> **提示文**:

• • •

2020.7.18
コロナ禍直撃で資金繰りの危機?
エアアジアの経営・財務状況を読み解く
(その4 グループ内各LCCの収支)
エアアジア分析レポートの4段目(最終)です。
ここではエアアジア・グループ内のLCC6社とエアアジアXの収益性をみます。
1. エアアジアグループ6社の収益性(2019実績)
① 6社を概観する;
1)エアアジアGはA320型機(180席)、A320型機(186席)を保有している。
2)各社の事業規模をみると、最も大きいのはMAA(マレーシア)で、97機を保有し1887億円の収入をあげている。
TAA(タイ)が続き、そのあとIAA(インドネシア)、PAA(フィリピン)、AAI(インド)が収入500~600億円規模でほぼ並ぶ。AAJ(日本)は3機で40億円の収入。
3)営業利益を上げているのはMAAとPAAの2社のみ。
赤字4社のうち、その規模ではAAI(インド)が大きい。

• • •

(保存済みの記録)
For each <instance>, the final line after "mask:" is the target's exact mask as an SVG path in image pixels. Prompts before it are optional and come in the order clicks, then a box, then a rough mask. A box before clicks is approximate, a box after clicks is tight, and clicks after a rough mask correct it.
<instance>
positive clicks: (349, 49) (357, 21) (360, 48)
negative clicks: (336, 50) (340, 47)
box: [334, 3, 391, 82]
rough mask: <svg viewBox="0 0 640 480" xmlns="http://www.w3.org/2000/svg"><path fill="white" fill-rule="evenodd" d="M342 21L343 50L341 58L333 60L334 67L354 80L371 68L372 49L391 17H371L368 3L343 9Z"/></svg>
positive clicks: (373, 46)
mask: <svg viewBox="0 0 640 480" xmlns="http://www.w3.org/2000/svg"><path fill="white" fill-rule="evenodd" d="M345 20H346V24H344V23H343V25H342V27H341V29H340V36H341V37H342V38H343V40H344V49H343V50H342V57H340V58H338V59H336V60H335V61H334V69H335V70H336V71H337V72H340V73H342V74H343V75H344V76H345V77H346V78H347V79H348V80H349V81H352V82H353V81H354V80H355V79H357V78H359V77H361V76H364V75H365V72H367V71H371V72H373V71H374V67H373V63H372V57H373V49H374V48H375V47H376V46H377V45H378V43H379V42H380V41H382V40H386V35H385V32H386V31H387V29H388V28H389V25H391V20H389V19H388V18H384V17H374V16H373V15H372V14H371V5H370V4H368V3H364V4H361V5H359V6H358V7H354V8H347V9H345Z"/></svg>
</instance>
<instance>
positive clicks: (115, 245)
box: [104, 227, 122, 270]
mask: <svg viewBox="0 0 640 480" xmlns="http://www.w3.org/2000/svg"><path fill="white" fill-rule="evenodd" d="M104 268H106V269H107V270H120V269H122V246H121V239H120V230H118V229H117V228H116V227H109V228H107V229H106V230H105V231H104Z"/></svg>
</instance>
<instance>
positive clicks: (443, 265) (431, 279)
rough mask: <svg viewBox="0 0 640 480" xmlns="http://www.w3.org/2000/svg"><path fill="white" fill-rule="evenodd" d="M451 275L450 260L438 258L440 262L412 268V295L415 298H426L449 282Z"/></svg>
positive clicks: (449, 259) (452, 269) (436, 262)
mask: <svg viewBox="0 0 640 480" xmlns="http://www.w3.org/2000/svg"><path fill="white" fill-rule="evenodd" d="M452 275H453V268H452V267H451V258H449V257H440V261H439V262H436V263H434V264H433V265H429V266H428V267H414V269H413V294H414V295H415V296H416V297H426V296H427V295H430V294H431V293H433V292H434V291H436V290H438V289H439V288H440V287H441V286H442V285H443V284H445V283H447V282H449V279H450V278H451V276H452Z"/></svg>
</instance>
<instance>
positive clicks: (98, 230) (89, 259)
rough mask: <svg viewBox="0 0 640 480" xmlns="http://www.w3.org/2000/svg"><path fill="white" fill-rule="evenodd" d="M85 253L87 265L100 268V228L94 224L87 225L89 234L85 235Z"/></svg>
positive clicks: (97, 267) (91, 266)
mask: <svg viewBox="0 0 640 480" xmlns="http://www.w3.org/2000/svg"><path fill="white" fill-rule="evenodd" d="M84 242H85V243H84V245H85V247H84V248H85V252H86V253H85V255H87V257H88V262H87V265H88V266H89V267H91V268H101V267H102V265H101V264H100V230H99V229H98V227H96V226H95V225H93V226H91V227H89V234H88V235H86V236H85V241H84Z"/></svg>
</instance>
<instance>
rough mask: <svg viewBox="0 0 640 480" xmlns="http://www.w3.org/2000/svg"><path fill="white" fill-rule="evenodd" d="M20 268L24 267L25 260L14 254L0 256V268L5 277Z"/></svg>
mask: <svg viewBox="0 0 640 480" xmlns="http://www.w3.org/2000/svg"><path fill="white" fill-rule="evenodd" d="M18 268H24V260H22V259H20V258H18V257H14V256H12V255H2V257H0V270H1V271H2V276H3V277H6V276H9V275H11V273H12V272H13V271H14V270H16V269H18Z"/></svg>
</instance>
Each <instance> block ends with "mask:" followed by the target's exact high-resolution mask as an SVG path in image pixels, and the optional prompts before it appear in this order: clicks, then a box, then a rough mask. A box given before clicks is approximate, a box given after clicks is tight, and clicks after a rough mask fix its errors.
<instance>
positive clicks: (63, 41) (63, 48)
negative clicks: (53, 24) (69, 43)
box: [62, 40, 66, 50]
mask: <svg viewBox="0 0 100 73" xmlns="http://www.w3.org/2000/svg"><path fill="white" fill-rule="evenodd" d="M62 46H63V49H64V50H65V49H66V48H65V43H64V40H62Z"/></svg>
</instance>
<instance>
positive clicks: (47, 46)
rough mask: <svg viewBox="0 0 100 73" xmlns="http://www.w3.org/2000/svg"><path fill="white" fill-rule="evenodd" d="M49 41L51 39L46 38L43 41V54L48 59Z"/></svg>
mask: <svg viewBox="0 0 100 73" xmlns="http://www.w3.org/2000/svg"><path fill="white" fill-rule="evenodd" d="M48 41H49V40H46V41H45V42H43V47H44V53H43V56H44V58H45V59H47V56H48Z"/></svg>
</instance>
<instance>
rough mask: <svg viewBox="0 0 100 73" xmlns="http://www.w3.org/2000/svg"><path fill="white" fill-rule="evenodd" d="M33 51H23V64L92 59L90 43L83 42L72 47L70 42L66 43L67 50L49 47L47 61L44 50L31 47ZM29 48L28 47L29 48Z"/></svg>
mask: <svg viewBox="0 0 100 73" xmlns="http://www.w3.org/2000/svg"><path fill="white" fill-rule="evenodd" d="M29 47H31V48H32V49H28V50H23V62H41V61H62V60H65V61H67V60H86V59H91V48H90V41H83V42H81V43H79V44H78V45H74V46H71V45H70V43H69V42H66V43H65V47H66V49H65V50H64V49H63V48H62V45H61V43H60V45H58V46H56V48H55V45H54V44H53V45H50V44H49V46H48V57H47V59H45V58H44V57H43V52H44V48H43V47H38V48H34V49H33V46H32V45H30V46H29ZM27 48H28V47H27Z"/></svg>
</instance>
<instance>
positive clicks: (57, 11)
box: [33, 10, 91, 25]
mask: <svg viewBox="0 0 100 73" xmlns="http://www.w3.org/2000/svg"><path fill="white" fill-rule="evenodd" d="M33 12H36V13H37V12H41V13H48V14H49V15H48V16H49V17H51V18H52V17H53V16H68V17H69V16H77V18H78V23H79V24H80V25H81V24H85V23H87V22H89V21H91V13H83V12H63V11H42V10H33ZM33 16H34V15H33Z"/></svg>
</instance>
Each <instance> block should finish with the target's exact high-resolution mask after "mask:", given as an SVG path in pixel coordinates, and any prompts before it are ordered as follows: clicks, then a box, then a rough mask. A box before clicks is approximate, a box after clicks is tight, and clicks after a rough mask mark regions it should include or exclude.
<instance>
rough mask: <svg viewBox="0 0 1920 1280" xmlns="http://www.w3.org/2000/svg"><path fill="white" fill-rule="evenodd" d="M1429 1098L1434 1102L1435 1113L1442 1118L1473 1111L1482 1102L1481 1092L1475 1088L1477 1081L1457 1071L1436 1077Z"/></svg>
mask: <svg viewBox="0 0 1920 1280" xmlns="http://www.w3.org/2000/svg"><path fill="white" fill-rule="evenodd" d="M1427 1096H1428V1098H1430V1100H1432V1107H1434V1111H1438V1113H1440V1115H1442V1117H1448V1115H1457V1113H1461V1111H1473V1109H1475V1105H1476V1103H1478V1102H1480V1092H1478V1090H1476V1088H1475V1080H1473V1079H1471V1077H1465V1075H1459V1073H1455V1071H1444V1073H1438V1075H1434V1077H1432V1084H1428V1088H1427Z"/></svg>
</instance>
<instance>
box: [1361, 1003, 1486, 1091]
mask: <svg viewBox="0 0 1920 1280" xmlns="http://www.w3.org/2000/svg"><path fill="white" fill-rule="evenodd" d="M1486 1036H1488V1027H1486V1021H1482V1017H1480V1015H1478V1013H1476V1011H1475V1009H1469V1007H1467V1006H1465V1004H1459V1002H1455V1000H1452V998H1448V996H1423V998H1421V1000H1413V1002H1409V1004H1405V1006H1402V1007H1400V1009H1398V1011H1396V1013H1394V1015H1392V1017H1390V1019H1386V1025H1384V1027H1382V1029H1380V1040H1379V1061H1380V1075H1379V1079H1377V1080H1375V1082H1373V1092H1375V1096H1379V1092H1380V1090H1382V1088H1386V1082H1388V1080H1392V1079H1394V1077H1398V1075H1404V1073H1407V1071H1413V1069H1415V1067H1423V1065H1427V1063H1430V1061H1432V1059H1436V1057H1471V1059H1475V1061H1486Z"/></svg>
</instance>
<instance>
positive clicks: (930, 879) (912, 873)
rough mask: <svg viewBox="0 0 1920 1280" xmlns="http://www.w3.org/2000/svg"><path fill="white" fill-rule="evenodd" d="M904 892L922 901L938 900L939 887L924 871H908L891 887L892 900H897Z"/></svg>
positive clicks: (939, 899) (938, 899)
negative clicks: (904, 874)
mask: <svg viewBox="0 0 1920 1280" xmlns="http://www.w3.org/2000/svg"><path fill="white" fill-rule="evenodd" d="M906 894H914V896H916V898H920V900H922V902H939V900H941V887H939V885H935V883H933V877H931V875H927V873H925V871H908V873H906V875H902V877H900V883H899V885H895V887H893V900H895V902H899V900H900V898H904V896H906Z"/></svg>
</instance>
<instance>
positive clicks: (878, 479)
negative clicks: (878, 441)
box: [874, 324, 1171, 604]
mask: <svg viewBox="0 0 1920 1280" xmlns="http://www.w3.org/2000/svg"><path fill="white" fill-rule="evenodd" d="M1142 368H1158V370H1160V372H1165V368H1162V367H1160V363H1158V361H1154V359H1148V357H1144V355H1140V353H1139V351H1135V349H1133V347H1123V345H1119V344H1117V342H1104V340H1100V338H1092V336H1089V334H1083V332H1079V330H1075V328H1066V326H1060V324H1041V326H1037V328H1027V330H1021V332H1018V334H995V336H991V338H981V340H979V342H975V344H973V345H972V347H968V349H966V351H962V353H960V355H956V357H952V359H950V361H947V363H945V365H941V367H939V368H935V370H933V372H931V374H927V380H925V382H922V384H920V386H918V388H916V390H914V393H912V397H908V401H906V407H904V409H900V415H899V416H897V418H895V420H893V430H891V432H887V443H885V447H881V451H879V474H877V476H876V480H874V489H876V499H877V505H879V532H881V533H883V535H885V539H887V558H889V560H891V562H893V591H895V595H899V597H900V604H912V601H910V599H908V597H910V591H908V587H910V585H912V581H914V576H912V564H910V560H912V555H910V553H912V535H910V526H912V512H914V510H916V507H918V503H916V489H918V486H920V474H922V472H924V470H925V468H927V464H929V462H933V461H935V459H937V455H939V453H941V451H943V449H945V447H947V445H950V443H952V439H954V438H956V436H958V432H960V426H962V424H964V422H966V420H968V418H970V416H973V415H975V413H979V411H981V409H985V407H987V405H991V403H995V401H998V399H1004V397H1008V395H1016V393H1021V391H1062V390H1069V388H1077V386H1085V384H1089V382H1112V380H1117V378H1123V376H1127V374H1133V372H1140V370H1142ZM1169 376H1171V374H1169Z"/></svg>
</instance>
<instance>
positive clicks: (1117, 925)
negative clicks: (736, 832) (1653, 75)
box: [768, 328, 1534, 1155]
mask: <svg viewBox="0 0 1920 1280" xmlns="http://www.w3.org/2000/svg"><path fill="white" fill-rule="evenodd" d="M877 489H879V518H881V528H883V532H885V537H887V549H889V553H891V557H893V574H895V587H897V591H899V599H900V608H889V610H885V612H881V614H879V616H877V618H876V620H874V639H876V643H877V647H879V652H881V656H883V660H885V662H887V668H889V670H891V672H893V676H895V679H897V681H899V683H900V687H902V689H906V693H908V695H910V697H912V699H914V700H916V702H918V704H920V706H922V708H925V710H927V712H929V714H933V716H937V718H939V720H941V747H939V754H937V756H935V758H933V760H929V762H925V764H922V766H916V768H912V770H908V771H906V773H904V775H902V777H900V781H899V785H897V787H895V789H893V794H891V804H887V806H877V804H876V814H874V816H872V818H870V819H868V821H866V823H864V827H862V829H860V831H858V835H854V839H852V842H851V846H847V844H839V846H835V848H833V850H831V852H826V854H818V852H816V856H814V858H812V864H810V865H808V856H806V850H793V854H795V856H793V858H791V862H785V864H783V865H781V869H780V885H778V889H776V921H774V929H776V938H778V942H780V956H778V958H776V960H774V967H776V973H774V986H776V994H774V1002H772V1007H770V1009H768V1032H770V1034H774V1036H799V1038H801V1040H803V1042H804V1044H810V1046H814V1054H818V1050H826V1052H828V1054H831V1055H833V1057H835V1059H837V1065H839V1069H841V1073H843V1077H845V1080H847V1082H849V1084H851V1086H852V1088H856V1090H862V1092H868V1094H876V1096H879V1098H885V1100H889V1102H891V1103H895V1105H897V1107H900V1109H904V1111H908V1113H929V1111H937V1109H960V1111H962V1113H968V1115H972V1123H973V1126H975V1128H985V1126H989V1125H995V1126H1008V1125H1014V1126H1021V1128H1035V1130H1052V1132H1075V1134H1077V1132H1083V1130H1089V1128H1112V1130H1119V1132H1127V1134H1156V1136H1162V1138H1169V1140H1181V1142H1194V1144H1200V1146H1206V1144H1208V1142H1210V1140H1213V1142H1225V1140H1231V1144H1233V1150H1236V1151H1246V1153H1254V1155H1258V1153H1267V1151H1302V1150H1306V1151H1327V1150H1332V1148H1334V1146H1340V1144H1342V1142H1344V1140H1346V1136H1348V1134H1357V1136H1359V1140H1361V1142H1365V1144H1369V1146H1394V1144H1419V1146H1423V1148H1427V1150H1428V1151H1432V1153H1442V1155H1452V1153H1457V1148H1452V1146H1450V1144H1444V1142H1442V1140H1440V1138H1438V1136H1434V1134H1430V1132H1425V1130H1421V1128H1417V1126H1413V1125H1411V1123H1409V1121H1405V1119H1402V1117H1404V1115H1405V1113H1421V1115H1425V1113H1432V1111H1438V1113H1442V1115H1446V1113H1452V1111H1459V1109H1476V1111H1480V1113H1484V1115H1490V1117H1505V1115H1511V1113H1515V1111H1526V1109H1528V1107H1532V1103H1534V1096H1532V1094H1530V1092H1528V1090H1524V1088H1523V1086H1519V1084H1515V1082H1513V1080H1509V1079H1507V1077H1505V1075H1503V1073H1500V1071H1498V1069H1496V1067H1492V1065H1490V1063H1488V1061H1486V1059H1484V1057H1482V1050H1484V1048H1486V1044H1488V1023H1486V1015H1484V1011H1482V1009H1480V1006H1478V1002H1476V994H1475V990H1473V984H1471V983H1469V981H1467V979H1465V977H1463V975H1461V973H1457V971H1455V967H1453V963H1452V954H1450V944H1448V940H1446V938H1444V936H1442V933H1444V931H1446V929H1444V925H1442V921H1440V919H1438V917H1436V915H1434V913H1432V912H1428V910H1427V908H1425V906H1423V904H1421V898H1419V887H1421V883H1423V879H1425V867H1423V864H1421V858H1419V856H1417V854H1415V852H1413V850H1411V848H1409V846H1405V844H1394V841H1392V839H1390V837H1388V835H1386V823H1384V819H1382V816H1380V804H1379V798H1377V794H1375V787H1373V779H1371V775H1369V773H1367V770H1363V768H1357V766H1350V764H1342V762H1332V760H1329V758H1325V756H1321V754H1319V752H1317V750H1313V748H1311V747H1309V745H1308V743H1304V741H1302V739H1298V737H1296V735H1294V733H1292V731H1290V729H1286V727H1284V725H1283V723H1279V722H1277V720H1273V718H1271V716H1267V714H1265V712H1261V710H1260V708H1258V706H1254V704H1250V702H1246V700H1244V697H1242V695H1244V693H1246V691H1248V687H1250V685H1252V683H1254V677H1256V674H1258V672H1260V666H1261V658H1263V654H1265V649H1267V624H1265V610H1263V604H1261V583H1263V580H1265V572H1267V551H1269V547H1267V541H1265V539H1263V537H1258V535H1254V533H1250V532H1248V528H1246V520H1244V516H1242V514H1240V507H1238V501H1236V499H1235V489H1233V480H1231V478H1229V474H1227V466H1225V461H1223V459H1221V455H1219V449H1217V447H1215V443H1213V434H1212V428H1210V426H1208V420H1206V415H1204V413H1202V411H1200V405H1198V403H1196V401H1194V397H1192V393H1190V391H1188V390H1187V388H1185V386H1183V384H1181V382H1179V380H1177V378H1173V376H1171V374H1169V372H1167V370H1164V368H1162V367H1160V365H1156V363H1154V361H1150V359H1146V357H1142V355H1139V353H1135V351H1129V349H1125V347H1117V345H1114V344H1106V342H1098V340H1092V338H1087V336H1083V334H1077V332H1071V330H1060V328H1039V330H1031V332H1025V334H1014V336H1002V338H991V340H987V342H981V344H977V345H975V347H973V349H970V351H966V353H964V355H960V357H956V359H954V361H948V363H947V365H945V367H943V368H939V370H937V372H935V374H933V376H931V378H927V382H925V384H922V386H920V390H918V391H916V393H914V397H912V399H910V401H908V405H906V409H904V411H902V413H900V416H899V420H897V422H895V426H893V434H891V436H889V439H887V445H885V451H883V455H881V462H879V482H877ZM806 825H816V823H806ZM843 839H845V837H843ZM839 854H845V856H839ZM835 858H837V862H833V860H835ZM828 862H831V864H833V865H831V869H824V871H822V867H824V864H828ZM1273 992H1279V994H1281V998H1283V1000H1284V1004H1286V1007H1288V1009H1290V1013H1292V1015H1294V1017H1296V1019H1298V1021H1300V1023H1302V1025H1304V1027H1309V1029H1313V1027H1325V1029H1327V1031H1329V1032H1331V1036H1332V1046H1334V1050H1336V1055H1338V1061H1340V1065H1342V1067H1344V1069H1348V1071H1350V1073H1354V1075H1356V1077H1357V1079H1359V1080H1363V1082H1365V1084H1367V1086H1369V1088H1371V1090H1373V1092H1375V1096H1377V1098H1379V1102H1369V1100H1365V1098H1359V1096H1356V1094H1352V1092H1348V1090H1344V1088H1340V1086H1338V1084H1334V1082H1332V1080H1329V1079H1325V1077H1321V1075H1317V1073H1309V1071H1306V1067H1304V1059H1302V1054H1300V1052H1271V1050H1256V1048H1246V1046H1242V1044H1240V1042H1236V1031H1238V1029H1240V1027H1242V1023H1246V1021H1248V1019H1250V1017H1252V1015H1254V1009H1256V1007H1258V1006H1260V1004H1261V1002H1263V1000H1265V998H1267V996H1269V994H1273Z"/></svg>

• • •

> **課題の内容**: 提示文で略称と国名がともに示されているエアアジア・グループ内の航空会社を、略称と国名の組で登場順にすべて書き出しなさい。

> **課題の解答**:
MAA(マレーシア)
TAA(タイ)
IAA(インドネシア)
PAA(フィリピン)
AAI(インド)
AAJ(日本)